Everything from the line holding "[[70, 210], [1, 172]]" through the final line of the entries below is to be duplicated exactly, and nothing outside that span.

RECORDS FOR THE EXERCISE:
▼

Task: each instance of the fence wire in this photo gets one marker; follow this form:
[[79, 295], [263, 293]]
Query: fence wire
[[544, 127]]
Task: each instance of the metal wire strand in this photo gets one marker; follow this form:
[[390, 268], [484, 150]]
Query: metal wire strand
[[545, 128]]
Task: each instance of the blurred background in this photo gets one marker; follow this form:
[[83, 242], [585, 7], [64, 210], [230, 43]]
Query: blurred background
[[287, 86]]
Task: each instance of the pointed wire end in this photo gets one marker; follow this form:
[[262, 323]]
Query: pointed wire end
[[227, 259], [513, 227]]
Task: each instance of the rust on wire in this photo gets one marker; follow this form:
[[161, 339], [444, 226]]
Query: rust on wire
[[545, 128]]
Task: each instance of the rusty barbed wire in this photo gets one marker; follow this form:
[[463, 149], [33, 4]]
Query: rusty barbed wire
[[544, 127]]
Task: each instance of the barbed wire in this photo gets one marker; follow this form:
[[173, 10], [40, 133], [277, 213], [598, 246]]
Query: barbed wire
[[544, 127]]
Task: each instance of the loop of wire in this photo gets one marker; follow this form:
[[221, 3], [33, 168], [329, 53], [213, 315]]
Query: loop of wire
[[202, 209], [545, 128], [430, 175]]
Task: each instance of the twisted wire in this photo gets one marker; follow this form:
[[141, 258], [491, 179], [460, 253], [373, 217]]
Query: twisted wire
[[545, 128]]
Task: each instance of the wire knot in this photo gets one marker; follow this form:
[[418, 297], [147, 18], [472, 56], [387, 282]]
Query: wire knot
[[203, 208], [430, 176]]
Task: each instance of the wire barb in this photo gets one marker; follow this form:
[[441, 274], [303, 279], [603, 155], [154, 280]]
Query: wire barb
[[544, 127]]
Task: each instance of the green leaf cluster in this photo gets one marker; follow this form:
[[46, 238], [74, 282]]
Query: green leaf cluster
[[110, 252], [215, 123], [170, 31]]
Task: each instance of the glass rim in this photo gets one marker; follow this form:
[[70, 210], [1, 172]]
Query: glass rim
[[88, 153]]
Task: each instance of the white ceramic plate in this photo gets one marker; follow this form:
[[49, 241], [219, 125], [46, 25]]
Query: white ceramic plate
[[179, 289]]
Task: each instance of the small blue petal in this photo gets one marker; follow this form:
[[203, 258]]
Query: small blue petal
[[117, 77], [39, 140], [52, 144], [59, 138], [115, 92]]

▲

TASK ANSWER:
[[70, 210], [1, 172]]
Query: glass rim
[[88, 153]]
Task: each instance of the white ceramic plate in this photo gets one marker; follow this form:
[[49, 241], [219, 125], [46, 25]]
Query: white ceramic plate
[[179, 289]]
Task: each instance of the small blue petal in this photo gets one marker; follow this form:
[[203, 258]]
Query: small blue petal
[[117, 77], [39, 140], [52, 144], [59, 138], [115, 92]]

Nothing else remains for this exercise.